Task brief:
Transcribe everything in the records verbatim, from the line containing "the white stucco wall" down to the last line of the records.

Task inputs:
————

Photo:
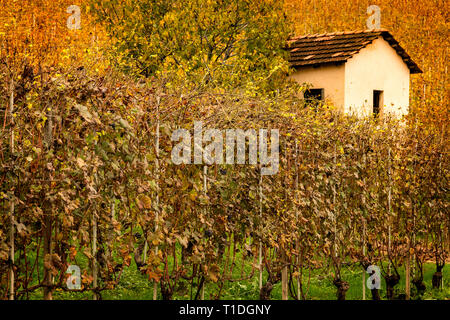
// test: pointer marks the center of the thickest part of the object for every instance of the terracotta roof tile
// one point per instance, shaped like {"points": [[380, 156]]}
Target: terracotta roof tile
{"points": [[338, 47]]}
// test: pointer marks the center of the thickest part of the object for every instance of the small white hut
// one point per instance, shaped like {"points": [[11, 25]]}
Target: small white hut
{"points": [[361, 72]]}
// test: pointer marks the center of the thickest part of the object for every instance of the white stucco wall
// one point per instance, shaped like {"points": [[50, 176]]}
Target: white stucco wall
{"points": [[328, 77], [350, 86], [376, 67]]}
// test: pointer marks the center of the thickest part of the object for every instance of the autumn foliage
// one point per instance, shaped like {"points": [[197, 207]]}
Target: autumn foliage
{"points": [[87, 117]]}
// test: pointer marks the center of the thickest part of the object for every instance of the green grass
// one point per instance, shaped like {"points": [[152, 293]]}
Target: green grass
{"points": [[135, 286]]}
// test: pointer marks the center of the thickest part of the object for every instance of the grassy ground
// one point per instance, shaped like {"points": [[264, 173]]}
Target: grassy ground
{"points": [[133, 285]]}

————

Exercise answer:
// test: pointer marks the center of the thickest part of the object for every instance of the white stucco wall
// one point per instance, shaped like {"points": [[50, 176]]}
Target: white stucco wall
{"points": [[328, 77], [350, 86], [376, 67]]}
// test: pointer marks the center of the thickest part of the object for every instance of the autumn foliage
// one point per instance, shaped like {"points": [[197, 207]]}
Target: autumn foliage
{"points": [[87, 117]]}
// test: pointer marks the center of the thickest part of the object for every instance of the green grass
// one point per instance, shaped like {"points": [[152, 293]]}
Target: green grass
{"points": [[135, 286]]}
// test: pointer marks the center of the thickest part of the object for every instance of the grassy ground
// one point per instance, shaped like {"points": [[264, 173]]}
Target: grassy ground
{"points": [[133, 285]]}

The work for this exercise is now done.